EXERCISE GOAL: Can you change "rear door window" to "side door window" in the records from the line with "Exercise. Mark the ford" up to and including the final line, and give those lines back with nothing else altered?

* * * * *

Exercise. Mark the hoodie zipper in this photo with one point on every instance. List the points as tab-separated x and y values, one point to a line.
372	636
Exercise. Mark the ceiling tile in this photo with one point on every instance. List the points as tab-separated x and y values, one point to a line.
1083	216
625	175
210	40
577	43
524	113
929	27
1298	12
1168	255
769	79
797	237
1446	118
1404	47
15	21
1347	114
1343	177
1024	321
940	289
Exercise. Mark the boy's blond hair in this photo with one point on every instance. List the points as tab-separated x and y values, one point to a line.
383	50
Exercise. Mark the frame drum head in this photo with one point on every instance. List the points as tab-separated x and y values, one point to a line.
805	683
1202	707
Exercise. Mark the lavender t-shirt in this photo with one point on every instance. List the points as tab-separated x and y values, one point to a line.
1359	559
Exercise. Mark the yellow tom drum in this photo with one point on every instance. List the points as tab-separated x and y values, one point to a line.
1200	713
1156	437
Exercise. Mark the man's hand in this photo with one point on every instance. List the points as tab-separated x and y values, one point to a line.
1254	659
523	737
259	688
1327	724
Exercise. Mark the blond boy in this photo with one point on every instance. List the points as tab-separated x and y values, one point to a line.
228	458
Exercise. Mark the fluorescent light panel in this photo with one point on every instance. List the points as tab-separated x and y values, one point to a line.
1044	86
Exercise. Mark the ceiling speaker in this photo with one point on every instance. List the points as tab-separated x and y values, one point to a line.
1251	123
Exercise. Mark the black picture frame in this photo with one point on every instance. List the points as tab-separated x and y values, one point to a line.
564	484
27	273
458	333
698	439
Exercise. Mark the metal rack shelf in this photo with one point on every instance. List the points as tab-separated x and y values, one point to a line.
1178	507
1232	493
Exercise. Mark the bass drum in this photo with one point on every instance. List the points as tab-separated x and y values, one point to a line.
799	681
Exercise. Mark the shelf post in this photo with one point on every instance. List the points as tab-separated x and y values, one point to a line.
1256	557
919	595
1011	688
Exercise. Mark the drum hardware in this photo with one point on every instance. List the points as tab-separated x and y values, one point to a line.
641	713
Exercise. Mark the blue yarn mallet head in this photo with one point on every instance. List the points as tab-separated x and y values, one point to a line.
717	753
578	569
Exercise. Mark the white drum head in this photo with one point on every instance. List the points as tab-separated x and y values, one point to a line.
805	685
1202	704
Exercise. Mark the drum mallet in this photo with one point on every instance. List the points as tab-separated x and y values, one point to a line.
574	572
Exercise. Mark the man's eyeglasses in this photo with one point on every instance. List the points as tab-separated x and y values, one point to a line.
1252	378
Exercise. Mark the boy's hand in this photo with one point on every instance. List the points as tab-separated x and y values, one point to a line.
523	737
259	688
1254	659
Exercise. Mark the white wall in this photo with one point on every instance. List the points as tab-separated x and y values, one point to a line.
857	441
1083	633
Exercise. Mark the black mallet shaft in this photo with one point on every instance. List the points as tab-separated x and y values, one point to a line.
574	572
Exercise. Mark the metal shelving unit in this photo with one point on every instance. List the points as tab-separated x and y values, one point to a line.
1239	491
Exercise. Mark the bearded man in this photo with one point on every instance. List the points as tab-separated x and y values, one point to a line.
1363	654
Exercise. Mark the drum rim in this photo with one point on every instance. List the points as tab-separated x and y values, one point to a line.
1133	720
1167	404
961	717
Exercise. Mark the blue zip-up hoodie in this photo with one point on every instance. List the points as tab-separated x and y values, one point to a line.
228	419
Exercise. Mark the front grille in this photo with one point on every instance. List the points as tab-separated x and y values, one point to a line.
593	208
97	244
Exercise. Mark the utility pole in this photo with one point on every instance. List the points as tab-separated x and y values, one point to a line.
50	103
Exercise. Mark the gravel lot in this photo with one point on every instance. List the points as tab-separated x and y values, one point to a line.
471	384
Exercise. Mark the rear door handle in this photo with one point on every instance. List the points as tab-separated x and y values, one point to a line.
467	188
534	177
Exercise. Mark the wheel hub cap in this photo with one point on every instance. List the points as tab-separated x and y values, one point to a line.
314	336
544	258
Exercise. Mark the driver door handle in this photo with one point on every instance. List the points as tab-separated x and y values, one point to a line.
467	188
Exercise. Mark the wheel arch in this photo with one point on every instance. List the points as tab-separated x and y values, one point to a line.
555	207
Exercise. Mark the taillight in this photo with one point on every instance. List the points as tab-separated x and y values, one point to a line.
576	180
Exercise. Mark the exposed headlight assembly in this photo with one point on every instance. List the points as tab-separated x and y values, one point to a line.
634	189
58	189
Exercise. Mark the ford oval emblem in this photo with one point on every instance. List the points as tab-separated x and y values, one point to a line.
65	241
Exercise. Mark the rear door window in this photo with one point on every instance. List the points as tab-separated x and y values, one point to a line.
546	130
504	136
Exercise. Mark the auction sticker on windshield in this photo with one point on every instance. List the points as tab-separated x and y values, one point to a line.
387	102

* * * * *

ANSWER:
Exercise. Mark the ford oval emblem in this photo with one point on every instance. List the points as tab-separated x and y values, one point to a line.
65	241
Exercise. Mark the side door window in this photo with one point on every instance. List the points as tab-separated x and y values, one point to a line.
546	130
504	136
Exercise. Mark the auction sticker on windshield in this photo with one point on every instance. List the points as tab-separated x and y values, one point to a line.
387	102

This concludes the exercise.